**Task prompt**
Count the lines of the listing below that contain the word "ocean" and give only that number.

** BEGIN Stored rows **

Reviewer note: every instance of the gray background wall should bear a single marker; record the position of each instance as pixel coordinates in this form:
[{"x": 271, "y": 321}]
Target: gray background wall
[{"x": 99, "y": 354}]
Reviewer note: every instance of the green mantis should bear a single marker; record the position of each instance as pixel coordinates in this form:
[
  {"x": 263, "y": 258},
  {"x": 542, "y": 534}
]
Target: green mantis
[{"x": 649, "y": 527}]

** END Stored rows **
** BEGIN Stored rows **

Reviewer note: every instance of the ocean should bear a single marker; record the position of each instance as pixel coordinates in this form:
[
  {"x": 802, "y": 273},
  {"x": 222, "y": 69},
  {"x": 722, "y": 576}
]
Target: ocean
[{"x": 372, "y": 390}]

** END Stored rows **

**Solved exercise**
2